Dataset entries:
[Start of Attachment]

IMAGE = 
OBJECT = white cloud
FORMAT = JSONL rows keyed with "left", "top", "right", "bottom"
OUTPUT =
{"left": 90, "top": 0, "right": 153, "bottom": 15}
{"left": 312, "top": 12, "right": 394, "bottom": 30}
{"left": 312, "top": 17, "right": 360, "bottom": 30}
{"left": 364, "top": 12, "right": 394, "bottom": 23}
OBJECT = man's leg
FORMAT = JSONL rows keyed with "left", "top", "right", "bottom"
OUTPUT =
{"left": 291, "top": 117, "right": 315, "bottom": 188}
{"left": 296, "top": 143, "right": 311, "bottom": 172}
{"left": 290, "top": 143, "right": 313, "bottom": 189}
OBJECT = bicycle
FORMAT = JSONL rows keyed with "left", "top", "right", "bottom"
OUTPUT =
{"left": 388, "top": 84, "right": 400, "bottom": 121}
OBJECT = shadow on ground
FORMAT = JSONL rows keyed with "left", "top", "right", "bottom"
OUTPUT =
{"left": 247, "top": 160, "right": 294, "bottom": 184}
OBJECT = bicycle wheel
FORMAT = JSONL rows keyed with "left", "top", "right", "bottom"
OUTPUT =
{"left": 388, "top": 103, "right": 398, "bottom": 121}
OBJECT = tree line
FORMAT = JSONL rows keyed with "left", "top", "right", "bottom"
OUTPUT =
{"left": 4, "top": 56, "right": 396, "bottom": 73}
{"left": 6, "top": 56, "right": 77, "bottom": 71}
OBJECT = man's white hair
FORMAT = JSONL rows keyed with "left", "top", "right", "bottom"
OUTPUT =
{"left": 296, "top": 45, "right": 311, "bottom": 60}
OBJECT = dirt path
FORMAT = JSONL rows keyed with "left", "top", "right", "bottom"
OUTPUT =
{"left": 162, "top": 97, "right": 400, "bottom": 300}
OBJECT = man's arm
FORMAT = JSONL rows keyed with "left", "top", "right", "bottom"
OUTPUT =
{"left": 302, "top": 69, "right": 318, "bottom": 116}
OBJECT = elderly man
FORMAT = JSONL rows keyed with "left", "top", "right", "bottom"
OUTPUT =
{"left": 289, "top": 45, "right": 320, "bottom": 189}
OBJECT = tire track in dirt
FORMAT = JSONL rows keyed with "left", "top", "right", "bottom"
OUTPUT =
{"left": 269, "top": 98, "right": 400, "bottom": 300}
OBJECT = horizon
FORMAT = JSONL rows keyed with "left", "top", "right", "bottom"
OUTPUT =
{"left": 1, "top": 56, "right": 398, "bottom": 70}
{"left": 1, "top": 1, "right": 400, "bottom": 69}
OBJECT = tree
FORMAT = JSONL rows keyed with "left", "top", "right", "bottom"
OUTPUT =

[End of Attachment]

Write out exactly the lines from the one containing "OBJECT = man's white hair" through the end of the data, both included. Add nothing else.

**Response below:**
OBJECT = man's white hair
FORMAT = JSONL rows keyed with "left", "top", "right", "bottom"
OUTPUT =
{"left": 296, "top": 45, "right": 311, "bottom": 60}
OBJECT = dirt path
FORMAT = JSONL rows keyed with "left", "top", "right", "bottom"
OUTPUT =
{"left": 162, "top": 97, "right": 400, "bottom": 300}
OBJECT = man's arm
FORMAT = JSONL rows keyed with "left", "top", "right", "bottom"
OUTPUT =
{"left": 302, "top": 69, "right": 318, "bottom": 116}
OBJECT = elderly man
FORMAT = JSONL rows keyed with "left", "top", "right", "bottom"
OUTPUT =
{"left": 289, "top": 45, "right": 320, "bottom": 189}
OBJECT = tire track in dirt
FORMAT = JSONL rows keyed with "left", "top", "right", "bottom"
OUTPUT =
{"left": 269, "top": 98, "right": 400, "bottom": 300}
OBJECT = horizon
FORMAT = JSONL rows keyed with "left", "top", "right", "bottom"
OUTPUT =
{"left": 1, "top": 56, "right": 398, "bottom": 70}
{"left": 1, "top": 1, "right": 400, "bottom": 69}
OBJECT = tree
FORMAT = JSONL rows keyed with "left", "top", "right", "bottom"
OUTPUT =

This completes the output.